RECORDS SHOWN: Begin

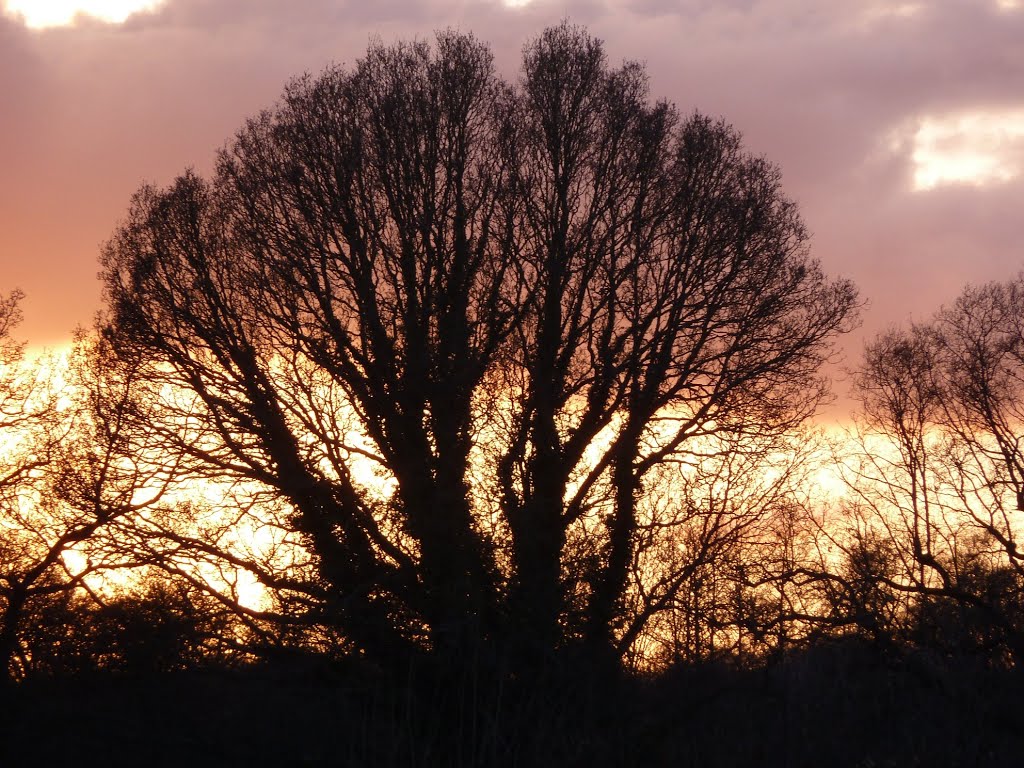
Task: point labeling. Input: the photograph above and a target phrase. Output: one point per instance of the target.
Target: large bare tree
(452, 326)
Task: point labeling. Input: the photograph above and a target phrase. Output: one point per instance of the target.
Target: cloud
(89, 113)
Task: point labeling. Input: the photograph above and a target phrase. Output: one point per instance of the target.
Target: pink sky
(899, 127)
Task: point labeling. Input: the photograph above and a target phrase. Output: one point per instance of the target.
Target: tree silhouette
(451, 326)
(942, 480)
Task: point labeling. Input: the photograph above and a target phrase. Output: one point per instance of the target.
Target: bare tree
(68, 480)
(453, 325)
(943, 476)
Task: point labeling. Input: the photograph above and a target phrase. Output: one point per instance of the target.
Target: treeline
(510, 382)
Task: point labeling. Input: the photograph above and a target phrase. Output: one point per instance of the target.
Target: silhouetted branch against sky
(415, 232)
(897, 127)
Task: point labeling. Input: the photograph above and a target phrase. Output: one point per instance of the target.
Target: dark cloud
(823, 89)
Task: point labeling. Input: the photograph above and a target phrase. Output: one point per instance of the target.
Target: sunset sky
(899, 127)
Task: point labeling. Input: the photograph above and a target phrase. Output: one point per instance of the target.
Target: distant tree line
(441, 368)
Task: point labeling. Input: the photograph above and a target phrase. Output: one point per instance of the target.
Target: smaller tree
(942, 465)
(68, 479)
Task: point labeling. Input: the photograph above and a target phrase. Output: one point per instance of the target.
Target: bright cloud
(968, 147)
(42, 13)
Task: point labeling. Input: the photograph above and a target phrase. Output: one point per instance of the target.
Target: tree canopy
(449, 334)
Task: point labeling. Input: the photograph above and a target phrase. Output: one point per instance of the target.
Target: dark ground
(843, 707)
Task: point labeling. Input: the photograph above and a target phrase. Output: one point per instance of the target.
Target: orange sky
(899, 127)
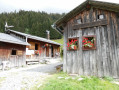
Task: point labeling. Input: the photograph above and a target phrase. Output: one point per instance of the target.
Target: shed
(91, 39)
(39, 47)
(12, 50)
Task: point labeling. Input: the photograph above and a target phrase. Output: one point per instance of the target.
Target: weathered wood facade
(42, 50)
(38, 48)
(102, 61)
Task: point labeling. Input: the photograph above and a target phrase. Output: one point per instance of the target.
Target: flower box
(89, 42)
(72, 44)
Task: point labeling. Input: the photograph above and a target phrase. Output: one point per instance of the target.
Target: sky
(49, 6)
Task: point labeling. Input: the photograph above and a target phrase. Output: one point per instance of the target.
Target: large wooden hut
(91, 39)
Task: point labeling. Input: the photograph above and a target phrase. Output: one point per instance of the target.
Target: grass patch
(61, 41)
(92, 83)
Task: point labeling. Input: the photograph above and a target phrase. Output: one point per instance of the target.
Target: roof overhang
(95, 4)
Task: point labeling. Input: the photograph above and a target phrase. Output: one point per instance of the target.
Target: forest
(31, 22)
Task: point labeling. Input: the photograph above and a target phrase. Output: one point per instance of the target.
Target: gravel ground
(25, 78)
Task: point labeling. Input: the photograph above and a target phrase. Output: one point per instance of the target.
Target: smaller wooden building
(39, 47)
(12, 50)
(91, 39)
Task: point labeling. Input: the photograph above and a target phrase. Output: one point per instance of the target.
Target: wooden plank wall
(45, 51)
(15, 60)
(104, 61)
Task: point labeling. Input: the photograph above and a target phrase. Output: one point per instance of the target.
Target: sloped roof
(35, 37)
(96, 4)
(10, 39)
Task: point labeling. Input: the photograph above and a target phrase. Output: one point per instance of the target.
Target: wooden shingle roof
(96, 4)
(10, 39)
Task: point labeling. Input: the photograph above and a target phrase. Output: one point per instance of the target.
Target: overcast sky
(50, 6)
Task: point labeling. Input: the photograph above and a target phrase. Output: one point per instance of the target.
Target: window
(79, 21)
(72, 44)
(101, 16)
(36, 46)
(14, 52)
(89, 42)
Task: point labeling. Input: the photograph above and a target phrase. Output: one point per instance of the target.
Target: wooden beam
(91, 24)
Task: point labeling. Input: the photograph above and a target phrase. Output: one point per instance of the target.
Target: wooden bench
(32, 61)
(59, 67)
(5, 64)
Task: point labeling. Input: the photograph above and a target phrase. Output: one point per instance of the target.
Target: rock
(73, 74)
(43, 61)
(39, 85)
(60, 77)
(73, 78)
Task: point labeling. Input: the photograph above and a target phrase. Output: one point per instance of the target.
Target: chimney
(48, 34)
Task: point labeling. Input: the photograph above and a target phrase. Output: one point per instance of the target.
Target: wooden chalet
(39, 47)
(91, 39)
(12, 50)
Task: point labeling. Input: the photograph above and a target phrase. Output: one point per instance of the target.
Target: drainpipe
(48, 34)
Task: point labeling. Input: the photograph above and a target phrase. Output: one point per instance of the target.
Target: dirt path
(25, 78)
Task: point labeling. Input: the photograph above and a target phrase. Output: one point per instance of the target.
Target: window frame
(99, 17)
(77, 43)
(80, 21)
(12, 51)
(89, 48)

RECORDS SHOWN: End

TASK OBJECTIVE:
Give all the records again, exactly, without images.

ANSWER TO THE PROBLEM:
Task: point labeling. Input: the photograph above and a target phrase. Output: one point per instance of the target.
Target: large bare tree
(452, 326)
Task: point labeling. Input: the photograph above and a target phrase. Output: one point per instance of the target.
Target: cloud
(89, 113)
Task: point labeling. Input: the photograph above and a target phrase. Output: one point per instance of the target.
Target: pink sky
(899, 127)
Task: point labeling. Input: the photograph above and a target phrase. Output: one point per instance of the target.
Target: tree silhouette
(451, 326)
(942, 480)
Task: point labeling. Input: the photograph above and a target phrase. Output: one point per instance of the target.
Target: bare tree
(68, 480)
(453, 325)
(943, 476)
Task: point labeling. Input: the photograph above and a target phrase. Output: one point per instance of the target.
Target: treeline
(510, 382)
Task: point labeling. Input: the photograph above and a target phrase. Output: one point per instance of the target.
Target: silhouetted branch against sky
(415, 232)
(897, 127)
Task: point labeling. Input: the photograph above and a target phrase. Output: one point per instance of the target.
Target: dark cloud
(823, 89)
Task: point labeling. Input: the photograph above and a target phrase. Output: one point per instance of the target.
Target: sunset sky
(899, 127)
Task: point labeling. Input: the photograph above and a target phrase. Output: one point per instance of the target.
Target: distant tree line
(441, 368)
Task: point labeling. Input: the photograph above and a target phrase. Output: one point per instance of the target.
Target: smaller tree
(942, 465)
(68, 479)
Task: point labeling. Input: the photograph above and a target phrase. Output: one point per instance of the target.
Target: bright cloud
(968, 147)
(42, 13)
Task: point labeling. Input: the photograph above and a target phrase. Output: one point per instance of the target.
Target: tree canopy
(449, 334)
Task: point labeling. Input: the photograph above and a target phrase. Output: one point per instance of the target.
Target: dark ground
(843, 707)
Task: point labeling. Input: the photograph above and a target phrase. Output: one point per instance of the target.
Target: orange sky
(899, 127)
Task: point labeling. Input: the photograph above and a target phrase. Output: one point per instance of the target.
Target: shed
(91, 39)
(39, 47)
(12, 50)
Task: point labeling. Input: the photograph above and a target phrase. Output: one point per instance of the target.
Target: weathered wood facade
(42, 50)
(38, 48)
(102, 61)
Task: point labeling. Input: the photograph above and a target phrase. Output: one point per instance of the target.
Target: flower box
(89, 42)
(72, 44)
Task: point labeling. Input: the photograph above and a target phrase. Output: one point per instance of the target.
Target: sky
(49, 6)
Task: point labeling. Input: the photograph above and a target phrase. Output: one point per instance of the target.
Target: large wooden hut
(91, 39)
Task: point labeling. Input: the photograph above and a target phrase. Output: one point per instance of the target.
Target: grass patch
(61, 41)
(92, 83)
Task: point labeling. Input: the photograph above and a target phrase. Output: one point per instance of the target.
Target: roof overhang
(95, 4)
Task: point labeling. Input: the photograph above and a target phrase. Output: one point per instance of the target.
Target: forest
(31, 22)
Task: point labeling. Input: the photograph above and a target phrase. Output: one point per instance of the target.
Target: gravel ground
(25, 78)
Task: point labeling. Input: the photograph above and a target phrase. Output: one point per instance of the target.
Target: smaller wooden building
(39, 47)
(12, 50)
(91, 39)
Task: point labeling. Input: the photograph above and a target phrase. Output: one point per instance of the target.
Target: wooden plank wall
(45, 51)
(15, 60)
(104, 61)
Task: point labeling. Input: the photograph above and a target phrase. Output: one point per instance of the target.
Target: sloped roof
(35, 37)
(96, 4)
(10, 39)
Task: point labeling. Input: the photograph above and a target phrase. Output: one point per instance of the target.
Target: wooden shingle roof
(96, 4)
(10, 39)
Task: point labeling. Input: the photograph above and a target phrase. Output: one point per instance of the target.
Target: overcast sky
(50, 6)
Task: point labeling. Input: the photograph above and a target phrase. Output: one point per instance of the target.
Target: window
(79, 21)
(72, 44)
(101, 16)
(36, 46)
(14, 52)
(89, 42)
Task: point labeling. Input: the photograph above and a target phrase. Output: one point per instance of the target.
Target: wooden beam
(91, 24)
Task: point labeling. Input: the photograph above and a target phrase. Output: one point per instance of the target.
Target: wooden bench
(32, 61)
(59, 67)
(5, 64)
Task: point labeling. Input: the photograph above and a target phrase. Output: one point per instance of the target.
Target: rock
(73, 74)
(43, 61)
(39, 85)
(60, 77)
(73, 78)
Task: point labeling. Input: the photograph above and a target phrase. Output: one point per instance of the target.
Target: chimney
(48, 34)
Task: point labeling. Input: the photograph above and a target phrase. Output: one point per instance of the target.
Target: wooden chalet
(39, 47)
(91, 39)
(12, 50)
Task: point labeling. Input: the photograph above and a target phrase. Output: one point per instance of the target.
Target: drainpipe
(48, 34)
Task: point labeling. Input: the photograph above and a target phrase. Output: one point per instance of the target.
Target: dirt path
(25, 78)
Task: point labeling. Input: the photograph above and a target phrase. Output: one point per instance of the target.
Target: window frame
(99, 17)
(77, 43)
(80, 21)
(12, 51)
(89, 48)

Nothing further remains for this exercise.